- [WHAT IS NEEDED]:
Your answer should be every line of the entries that has the string "yellow" in it.

Referring expression data:
________________________________________

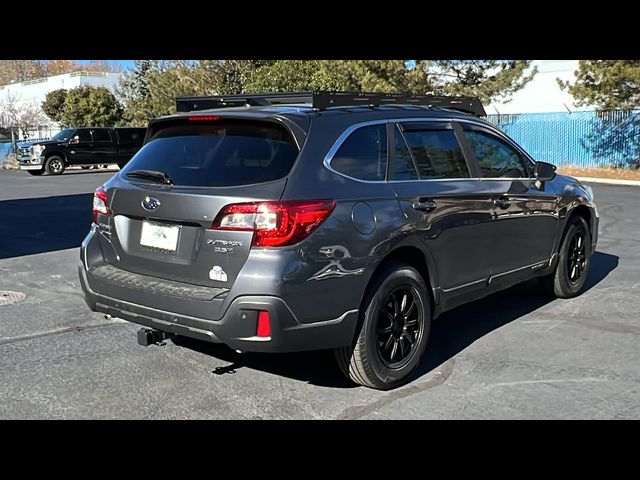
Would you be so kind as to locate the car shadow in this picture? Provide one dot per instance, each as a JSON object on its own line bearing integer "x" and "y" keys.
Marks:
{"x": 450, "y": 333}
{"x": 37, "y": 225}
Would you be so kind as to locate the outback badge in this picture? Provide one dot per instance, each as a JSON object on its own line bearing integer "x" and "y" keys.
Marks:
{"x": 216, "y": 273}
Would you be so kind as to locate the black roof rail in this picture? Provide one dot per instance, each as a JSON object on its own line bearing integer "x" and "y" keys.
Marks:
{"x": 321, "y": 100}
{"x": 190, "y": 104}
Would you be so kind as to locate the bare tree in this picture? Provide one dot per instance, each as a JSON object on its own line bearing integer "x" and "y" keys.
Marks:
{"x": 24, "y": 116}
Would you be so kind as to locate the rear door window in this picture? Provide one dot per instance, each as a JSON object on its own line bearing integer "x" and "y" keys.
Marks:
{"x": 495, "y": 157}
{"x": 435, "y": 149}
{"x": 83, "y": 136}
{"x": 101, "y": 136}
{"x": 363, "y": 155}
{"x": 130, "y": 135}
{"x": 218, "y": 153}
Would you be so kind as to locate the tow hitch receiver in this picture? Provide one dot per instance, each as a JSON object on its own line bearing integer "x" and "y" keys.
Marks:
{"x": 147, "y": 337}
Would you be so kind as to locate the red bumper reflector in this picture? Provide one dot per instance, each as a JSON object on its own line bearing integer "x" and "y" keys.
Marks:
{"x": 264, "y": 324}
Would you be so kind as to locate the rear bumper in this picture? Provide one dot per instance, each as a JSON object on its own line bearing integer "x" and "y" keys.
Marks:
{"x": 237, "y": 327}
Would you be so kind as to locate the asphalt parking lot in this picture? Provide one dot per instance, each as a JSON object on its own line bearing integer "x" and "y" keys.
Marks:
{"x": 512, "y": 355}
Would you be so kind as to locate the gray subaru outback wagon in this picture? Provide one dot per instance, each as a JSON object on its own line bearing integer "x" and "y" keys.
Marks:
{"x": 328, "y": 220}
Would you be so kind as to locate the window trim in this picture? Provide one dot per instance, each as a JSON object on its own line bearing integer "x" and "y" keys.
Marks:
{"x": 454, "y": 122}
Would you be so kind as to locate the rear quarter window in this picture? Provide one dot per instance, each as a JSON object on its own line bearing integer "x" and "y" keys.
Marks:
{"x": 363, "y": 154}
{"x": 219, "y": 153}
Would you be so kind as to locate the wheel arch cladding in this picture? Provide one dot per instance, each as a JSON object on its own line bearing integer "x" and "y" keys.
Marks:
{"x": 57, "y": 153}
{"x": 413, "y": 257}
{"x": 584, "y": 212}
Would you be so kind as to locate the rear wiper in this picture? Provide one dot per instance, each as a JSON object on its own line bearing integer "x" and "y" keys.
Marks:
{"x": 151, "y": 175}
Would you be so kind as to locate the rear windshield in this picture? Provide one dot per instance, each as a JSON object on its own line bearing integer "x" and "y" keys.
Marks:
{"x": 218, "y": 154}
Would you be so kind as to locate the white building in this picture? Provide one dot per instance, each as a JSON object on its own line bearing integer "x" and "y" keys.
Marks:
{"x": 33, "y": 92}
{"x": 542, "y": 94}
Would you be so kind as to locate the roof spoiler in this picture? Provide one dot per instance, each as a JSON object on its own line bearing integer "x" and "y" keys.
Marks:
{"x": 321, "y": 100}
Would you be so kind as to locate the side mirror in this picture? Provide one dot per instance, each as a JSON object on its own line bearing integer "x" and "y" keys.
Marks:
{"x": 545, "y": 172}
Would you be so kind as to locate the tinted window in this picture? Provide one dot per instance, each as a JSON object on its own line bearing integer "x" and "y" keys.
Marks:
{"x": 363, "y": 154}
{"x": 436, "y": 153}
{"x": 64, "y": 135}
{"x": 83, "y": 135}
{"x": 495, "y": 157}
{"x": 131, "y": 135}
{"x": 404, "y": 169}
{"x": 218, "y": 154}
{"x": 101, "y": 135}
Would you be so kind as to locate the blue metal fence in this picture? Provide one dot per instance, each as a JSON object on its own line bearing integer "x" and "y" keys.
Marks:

________________________________________

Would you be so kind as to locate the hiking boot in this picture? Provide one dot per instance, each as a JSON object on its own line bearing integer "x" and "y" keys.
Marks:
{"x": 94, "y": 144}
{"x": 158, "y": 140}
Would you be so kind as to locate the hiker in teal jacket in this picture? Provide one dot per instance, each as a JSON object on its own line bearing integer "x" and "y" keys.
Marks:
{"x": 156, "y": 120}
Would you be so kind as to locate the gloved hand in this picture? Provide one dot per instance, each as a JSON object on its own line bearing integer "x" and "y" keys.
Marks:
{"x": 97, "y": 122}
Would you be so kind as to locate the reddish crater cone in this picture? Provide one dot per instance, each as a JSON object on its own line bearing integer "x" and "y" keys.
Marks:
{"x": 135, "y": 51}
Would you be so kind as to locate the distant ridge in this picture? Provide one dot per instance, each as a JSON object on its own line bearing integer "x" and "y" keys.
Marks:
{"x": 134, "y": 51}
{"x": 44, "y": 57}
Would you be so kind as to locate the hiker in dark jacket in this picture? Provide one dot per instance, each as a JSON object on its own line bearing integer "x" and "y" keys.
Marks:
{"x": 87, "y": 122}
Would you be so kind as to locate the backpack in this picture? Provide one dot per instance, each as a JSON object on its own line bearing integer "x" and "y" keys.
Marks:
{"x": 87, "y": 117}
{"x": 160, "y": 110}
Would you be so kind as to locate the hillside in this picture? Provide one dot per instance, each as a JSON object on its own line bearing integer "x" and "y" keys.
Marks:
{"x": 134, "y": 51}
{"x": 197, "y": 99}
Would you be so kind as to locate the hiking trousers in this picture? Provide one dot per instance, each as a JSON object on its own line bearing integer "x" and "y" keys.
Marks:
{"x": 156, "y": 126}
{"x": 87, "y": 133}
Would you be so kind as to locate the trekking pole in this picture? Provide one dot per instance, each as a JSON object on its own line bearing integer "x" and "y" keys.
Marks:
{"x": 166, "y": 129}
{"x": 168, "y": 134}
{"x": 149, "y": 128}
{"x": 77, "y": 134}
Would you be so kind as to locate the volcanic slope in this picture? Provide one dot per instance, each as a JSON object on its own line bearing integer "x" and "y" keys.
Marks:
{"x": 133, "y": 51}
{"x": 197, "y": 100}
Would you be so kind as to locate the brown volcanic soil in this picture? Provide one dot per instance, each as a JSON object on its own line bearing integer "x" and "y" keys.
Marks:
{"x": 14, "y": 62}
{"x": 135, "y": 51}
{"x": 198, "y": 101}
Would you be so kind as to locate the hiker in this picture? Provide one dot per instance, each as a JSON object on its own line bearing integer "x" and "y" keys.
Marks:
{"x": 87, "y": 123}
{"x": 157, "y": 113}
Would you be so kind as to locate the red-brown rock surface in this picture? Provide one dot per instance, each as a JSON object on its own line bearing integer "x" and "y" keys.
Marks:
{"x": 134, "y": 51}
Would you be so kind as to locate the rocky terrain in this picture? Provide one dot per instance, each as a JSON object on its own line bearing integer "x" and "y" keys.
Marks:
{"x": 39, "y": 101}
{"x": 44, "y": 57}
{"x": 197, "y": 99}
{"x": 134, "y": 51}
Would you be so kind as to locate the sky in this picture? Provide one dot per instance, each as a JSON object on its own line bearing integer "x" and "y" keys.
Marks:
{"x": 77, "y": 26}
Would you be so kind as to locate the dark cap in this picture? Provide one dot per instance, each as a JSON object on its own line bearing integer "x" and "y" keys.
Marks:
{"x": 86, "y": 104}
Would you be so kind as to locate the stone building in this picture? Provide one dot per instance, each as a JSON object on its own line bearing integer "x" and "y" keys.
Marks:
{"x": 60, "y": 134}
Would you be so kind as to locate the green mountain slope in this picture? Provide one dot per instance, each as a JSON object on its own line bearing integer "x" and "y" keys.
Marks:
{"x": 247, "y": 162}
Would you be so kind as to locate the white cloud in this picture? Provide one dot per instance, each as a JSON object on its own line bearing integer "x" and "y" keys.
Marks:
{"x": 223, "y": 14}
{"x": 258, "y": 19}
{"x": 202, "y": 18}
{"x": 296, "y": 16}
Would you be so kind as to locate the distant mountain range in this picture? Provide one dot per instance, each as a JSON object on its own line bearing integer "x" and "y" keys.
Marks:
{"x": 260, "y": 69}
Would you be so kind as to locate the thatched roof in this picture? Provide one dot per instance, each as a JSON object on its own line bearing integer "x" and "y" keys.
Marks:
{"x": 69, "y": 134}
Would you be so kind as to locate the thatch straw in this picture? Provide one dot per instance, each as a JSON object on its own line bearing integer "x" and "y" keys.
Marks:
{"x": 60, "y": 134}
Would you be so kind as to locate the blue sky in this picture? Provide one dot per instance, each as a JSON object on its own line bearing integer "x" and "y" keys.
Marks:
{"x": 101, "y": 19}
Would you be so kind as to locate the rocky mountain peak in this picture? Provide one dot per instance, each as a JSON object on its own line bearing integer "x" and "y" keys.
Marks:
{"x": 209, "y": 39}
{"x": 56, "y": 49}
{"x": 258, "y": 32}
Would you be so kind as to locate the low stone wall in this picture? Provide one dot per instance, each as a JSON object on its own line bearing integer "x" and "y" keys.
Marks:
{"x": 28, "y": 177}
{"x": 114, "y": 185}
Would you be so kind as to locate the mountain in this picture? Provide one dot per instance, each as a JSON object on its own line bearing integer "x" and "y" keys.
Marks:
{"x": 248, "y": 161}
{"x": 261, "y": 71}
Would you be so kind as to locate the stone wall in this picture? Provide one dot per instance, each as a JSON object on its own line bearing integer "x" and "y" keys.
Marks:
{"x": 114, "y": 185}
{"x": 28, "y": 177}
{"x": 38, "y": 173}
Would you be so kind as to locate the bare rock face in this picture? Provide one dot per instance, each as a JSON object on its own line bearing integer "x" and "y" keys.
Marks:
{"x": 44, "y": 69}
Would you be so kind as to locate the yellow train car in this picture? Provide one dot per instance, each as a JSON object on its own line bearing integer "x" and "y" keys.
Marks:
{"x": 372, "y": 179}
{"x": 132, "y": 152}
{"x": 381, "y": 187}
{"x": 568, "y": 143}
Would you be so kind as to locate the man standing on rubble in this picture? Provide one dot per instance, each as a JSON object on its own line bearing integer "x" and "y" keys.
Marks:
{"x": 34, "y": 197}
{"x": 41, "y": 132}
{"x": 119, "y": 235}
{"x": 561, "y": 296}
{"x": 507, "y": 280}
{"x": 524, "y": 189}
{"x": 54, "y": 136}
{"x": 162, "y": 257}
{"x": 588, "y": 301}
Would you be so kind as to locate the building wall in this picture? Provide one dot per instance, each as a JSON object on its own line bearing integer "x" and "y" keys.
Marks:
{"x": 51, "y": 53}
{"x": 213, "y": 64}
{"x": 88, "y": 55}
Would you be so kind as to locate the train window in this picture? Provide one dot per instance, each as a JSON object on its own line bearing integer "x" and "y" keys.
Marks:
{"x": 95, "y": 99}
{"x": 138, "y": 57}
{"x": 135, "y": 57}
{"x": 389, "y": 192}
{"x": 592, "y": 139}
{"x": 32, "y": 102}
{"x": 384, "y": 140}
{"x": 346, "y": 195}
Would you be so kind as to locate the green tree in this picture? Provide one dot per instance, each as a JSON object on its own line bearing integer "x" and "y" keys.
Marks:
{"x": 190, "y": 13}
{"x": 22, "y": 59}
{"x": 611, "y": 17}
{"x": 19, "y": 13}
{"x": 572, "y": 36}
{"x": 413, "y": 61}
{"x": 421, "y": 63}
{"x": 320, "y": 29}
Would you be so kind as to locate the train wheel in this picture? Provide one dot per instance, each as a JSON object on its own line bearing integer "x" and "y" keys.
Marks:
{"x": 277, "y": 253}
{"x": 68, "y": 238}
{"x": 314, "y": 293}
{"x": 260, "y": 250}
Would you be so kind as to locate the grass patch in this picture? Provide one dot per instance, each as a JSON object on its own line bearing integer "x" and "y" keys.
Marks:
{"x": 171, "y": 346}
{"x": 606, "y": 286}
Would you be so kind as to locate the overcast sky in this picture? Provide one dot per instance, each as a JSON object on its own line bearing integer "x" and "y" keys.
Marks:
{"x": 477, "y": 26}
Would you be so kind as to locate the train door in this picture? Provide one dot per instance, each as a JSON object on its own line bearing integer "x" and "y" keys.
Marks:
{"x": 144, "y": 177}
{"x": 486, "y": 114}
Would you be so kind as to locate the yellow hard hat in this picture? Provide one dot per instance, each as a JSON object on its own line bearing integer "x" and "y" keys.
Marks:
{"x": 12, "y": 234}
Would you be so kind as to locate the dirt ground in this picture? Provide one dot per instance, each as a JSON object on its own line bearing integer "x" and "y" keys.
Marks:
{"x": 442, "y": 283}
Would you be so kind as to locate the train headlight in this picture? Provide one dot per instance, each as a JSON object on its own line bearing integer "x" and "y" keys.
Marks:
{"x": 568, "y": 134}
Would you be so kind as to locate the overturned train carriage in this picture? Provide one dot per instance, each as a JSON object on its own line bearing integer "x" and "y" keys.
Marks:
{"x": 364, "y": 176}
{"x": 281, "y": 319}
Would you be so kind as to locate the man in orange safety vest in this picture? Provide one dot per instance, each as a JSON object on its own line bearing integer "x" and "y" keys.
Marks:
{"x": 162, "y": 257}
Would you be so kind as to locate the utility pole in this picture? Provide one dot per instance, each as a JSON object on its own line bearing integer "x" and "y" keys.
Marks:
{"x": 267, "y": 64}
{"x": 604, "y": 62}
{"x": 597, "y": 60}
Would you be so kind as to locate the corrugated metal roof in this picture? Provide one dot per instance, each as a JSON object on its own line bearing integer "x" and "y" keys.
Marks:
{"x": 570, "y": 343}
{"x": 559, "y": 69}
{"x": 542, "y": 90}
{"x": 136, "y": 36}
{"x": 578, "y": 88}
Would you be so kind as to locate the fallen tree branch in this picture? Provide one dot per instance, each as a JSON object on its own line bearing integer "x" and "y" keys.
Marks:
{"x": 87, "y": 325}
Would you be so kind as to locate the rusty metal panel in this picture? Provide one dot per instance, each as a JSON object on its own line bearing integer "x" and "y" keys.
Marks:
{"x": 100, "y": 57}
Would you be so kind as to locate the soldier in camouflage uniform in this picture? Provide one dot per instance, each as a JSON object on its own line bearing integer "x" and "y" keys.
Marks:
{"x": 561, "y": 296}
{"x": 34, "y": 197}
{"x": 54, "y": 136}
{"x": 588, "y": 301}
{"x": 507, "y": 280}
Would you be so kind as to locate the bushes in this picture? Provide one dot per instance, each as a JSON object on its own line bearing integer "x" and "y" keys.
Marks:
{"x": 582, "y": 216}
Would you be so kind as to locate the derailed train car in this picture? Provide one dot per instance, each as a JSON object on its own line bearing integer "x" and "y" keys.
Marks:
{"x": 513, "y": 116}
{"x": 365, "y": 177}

________________________________________

- [SOLUTION TO THE EXERCISE]:
Would you be so kind as to locate the yellow train car in this picture? Provide one dot per instance, each as a JSON object on its own line bearing integer "x" and "y" keys.
Would you be so kind as to locate the yellow hard hat in this picture? Provide one dot per instance, each as a JSON object on its own line bearing integer "x" and "y" keys.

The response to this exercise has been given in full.